■ Постановка задачи ■
Можешь перепечатать из данных ниже без единого изменения фрагмент от строки, содержащей «the bed in the photo above», до строки, содержащей «column 229, row 659», включая обе эти строки?

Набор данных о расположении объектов
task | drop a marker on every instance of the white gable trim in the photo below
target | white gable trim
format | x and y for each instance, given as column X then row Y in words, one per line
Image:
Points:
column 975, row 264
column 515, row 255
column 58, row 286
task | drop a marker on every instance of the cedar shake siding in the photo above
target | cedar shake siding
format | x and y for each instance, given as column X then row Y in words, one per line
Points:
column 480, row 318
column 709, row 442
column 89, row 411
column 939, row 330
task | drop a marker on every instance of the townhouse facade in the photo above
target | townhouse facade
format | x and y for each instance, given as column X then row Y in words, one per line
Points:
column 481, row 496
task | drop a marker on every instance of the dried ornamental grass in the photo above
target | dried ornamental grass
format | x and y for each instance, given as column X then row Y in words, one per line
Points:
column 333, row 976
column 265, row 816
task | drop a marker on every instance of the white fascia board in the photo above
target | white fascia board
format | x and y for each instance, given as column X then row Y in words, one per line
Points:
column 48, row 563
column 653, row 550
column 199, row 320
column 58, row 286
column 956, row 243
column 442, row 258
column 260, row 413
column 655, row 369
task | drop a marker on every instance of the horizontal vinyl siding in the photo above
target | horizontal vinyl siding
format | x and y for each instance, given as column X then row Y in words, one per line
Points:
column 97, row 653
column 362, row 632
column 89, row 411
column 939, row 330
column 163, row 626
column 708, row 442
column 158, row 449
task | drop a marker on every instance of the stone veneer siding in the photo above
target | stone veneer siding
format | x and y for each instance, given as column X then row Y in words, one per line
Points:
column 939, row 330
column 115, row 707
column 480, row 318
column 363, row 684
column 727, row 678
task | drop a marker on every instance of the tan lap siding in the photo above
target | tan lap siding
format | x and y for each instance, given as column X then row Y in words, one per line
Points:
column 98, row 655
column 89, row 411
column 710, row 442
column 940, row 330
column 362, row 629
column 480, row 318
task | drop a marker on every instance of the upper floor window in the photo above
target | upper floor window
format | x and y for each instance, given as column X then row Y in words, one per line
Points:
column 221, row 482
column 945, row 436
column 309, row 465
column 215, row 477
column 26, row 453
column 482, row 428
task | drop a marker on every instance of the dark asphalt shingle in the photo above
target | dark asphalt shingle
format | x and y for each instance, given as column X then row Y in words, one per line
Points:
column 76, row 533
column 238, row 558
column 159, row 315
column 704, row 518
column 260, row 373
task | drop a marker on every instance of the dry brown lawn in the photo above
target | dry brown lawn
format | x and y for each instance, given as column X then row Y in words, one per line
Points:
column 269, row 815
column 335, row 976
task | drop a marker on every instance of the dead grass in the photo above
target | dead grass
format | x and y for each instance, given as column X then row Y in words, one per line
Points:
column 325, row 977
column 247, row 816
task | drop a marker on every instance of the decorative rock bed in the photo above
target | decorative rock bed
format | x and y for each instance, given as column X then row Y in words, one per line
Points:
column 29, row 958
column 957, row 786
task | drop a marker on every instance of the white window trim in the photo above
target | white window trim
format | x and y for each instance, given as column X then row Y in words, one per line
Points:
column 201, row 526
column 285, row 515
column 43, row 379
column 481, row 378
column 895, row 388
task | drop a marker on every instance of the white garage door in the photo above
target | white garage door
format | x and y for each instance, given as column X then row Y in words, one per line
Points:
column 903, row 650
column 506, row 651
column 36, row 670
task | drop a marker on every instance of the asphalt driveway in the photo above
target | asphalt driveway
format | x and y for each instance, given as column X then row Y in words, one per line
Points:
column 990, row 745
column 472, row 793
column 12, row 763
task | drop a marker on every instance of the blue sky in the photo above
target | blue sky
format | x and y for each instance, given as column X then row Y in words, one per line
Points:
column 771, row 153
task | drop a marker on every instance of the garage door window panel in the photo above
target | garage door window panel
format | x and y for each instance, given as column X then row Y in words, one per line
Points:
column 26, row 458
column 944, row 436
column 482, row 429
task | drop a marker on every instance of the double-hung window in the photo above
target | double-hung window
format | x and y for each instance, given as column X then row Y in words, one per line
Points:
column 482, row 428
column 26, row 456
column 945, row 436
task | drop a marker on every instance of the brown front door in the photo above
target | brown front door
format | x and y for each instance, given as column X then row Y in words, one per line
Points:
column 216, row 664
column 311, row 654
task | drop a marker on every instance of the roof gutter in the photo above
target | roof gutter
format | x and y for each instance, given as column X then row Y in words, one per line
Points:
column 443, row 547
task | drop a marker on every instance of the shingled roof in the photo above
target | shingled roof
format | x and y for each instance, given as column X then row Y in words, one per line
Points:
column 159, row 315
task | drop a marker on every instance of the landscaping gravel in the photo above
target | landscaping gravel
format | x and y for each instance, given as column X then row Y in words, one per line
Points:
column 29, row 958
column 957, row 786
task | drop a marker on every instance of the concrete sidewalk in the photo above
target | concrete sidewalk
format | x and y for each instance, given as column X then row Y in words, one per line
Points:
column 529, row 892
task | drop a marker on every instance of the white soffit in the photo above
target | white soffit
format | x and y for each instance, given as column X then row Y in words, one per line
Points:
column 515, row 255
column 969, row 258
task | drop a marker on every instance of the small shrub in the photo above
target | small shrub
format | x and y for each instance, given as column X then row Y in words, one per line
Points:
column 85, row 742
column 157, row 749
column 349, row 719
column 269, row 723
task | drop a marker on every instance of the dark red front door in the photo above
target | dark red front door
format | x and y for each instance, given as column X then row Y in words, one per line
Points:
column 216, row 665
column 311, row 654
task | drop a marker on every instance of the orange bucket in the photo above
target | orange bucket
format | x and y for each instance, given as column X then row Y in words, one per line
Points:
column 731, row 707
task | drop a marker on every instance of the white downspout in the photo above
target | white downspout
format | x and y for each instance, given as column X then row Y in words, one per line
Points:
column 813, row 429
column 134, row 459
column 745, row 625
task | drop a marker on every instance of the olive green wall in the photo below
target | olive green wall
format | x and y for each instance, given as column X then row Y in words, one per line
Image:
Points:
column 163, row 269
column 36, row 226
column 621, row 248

==

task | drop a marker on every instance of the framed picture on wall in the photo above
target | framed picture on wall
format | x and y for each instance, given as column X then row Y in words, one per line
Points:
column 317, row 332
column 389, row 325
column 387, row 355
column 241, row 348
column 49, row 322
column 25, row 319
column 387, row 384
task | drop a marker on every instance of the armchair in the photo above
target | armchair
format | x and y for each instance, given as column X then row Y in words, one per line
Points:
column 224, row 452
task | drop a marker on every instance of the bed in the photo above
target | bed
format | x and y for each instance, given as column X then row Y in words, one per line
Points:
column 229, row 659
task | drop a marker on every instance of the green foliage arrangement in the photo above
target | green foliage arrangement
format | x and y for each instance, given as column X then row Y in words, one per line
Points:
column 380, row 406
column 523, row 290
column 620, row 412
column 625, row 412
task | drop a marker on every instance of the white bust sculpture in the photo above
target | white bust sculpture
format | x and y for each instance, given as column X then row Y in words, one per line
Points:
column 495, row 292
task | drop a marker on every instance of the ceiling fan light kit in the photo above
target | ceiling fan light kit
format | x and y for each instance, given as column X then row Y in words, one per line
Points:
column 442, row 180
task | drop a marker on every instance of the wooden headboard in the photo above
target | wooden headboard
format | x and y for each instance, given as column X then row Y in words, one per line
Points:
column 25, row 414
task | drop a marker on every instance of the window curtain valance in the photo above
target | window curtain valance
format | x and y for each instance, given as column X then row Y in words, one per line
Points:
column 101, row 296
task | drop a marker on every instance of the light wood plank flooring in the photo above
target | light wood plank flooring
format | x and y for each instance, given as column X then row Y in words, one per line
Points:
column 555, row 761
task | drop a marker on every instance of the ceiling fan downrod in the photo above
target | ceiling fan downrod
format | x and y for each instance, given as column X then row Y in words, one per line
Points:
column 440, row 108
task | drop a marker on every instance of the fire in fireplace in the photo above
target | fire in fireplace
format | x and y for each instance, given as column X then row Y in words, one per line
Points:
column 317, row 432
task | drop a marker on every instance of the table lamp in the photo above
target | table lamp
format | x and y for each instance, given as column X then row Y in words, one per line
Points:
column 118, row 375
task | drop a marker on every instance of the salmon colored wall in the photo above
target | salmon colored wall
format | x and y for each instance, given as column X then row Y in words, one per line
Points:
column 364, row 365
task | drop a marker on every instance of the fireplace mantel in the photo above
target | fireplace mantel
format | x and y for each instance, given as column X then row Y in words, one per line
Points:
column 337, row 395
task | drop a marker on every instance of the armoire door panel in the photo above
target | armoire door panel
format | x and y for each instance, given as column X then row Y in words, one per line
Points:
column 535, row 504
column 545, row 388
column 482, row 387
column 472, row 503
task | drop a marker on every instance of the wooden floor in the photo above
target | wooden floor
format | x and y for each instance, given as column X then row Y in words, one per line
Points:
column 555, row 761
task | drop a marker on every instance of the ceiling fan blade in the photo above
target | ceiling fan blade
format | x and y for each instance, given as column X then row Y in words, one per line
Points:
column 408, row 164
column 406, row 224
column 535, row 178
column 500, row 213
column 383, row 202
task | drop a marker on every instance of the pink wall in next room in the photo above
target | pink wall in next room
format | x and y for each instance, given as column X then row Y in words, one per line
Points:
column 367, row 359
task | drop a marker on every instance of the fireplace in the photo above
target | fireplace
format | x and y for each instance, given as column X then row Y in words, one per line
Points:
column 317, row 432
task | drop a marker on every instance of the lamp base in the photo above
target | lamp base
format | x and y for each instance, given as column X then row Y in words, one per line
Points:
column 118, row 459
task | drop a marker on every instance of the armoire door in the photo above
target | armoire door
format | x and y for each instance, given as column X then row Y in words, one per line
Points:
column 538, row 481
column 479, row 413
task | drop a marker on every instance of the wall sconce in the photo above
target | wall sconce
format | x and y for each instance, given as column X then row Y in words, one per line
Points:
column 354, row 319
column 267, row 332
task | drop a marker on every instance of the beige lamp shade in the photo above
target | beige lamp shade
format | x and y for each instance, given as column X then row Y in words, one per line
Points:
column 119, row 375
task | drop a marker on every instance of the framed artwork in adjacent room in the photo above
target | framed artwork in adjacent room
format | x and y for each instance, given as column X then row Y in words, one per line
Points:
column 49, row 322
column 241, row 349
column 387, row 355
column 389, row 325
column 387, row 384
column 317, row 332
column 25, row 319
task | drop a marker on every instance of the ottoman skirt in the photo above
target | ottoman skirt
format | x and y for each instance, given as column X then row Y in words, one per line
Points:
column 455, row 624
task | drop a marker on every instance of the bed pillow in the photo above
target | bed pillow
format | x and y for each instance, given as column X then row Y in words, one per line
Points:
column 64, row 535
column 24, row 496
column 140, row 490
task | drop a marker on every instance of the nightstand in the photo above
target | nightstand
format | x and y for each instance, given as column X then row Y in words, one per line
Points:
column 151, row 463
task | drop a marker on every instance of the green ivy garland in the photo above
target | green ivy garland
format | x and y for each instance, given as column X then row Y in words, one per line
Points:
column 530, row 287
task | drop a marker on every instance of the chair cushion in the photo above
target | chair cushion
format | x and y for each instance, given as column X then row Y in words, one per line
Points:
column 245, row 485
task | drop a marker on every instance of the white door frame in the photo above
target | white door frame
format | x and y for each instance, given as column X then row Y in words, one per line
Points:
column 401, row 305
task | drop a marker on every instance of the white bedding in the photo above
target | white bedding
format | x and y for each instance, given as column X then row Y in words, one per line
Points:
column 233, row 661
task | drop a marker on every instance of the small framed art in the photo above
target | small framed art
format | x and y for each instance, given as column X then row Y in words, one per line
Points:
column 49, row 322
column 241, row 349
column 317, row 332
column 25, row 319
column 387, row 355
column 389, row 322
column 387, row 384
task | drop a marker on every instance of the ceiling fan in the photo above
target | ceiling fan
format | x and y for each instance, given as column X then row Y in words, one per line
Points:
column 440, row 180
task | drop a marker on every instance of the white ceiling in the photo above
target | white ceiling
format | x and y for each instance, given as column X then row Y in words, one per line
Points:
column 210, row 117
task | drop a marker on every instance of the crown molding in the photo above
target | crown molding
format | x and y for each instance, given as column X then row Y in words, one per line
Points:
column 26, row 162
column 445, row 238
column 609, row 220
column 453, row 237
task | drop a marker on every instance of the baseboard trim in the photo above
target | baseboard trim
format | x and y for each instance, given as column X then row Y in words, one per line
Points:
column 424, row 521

...

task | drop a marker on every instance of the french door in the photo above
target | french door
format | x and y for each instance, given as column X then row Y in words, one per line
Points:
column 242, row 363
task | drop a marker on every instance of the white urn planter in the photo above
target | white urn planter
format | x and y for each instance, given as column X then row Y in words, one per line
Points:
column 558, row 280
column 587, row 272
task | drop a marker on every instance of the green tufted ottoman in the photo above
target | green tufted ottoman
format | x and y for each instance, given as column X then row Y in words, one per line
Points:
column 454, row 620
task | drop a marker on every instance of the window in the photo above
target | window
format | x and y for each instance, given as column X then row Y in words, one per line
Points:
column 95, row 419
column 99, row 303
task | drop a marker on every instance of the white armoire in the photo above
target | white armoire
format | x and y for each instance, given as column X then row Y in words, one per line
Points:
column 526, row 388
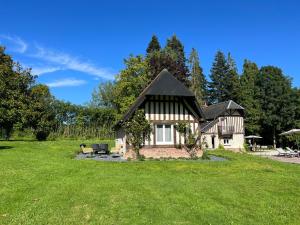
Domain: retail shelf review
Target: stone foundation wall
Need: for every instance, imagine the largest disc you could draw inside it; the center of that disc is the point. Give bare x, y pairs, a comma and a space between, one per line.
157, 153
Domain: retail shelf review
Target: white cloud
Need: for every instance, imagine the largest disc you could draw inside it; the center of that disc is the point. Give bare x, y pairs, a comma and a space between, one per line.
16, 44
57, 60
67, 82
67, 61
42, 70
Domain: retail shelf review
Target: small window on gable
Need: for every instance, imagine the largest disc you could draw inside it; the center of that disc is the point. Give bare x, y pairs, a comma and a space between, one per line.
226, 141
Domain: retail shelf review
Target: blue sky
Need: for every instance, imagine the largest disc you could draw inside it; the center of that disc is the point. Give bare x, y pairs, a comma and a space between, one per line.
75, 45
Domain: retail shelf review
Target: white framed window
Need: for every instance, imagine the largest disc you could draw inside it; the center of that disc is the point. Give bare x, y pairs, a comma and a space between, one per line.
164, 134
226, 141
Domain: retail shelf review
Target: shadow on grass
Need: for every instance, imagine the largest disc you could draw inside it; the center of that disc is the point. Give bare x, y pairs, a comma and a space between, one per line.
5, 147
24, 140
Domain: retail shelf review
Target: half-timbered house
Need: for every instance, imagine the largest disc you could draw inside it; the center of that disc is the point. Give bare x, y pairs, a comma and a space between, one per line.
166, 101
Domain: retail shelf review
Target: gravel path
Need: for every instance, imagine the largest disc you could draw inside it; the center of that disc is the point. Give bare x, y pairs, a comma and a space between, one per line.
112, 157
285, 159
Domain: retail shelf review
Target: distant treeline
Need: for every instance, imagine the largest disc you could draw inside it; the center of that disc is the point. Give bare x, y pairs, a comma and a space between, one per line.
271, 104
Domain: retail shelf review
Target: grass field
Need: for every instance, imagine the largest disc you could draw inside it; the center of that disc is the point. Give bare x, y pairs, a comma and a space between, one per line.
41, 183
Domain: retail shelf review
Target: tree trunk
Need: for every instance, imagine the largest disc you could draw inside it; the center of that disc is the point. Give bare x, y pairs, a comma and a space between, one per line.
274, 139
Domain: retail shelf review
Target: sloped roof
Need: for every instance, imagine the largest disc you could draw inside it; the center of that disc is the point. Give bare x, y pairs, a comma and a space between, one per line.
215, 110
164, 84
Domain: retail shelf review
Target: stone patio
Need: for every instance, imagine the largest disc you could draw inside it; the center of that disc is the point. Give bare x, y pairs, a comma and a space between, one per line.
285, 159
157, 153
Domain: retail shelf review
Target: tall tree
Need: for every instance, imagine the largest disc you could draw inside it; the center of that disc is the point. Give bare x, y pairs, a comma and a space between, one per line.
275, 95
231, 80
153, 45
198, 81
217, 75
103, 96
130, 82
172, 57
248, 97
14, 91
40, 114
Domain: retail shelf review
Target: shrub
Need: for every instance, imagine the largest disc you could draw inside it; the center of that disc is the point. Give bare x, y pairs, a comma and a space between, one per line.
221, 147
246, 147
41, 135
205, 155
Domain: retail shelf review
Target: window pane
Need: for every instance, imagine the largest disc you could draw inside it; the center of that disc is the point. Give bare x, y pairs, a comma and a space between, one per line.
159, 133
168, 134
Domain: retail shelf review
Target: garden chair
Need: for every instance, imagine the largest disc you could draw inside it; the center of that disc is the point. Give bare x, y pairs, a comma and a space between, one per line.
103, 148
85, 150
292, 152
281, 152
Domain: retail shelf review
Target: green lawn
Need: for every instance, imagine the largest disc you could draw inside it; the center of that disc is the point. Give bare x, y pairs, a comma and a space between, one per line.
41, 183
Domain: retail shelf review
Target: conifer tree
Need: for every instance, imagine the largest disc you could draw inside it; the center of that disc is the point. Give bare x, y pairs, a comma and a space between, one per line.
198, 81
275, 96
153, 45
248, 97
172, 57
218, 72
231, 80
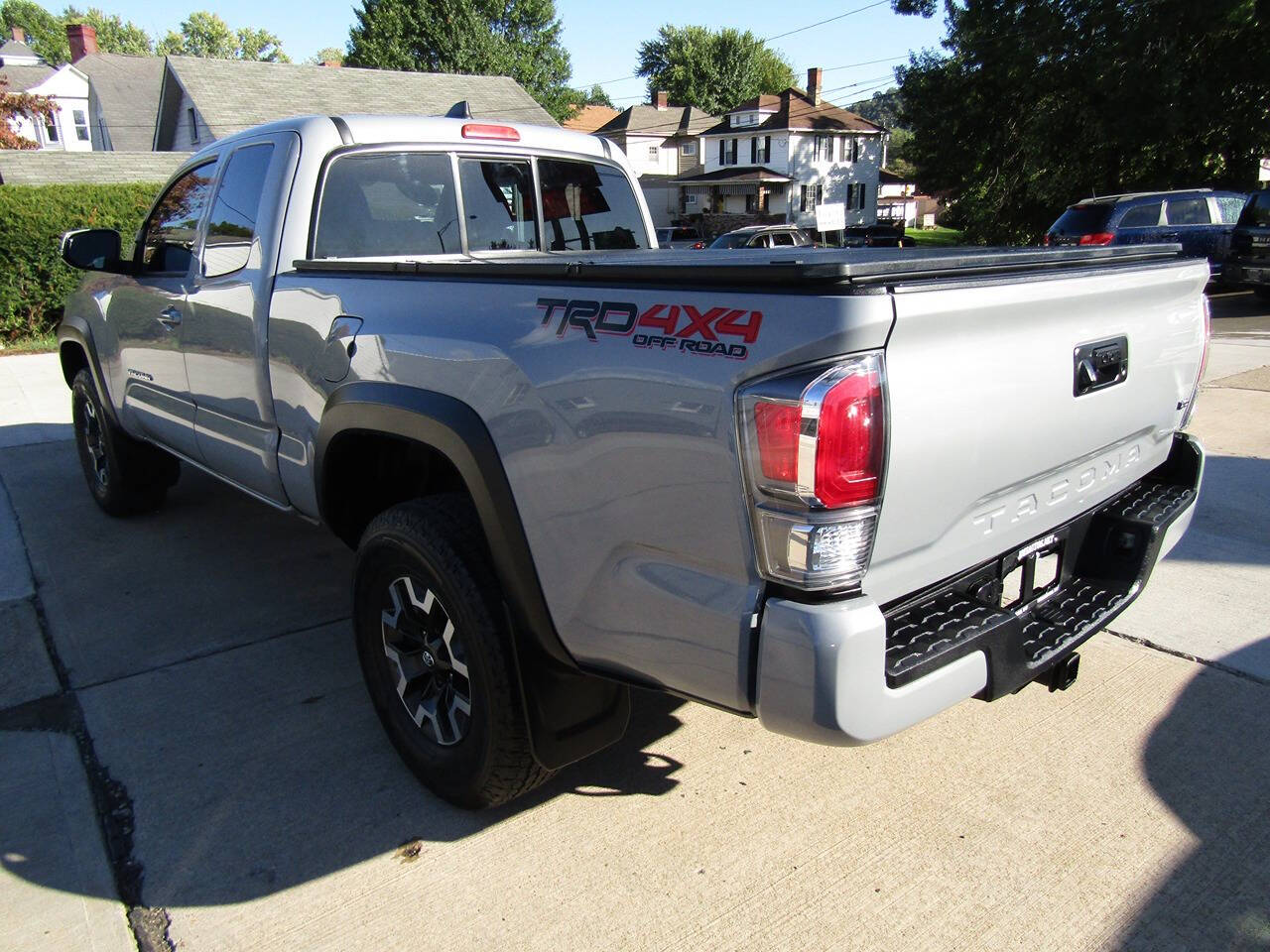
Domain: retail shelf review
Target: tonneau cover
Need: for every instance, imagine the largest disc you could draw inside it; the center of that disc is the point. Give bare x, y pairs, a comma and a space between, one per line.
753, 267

■ Ответ на задание ■
task | drop a marker on every instance of the bed in the photo above
target | bed
format | x and y for each instance, given as column X then row Y in words, one per line
Points:
column 229, row 659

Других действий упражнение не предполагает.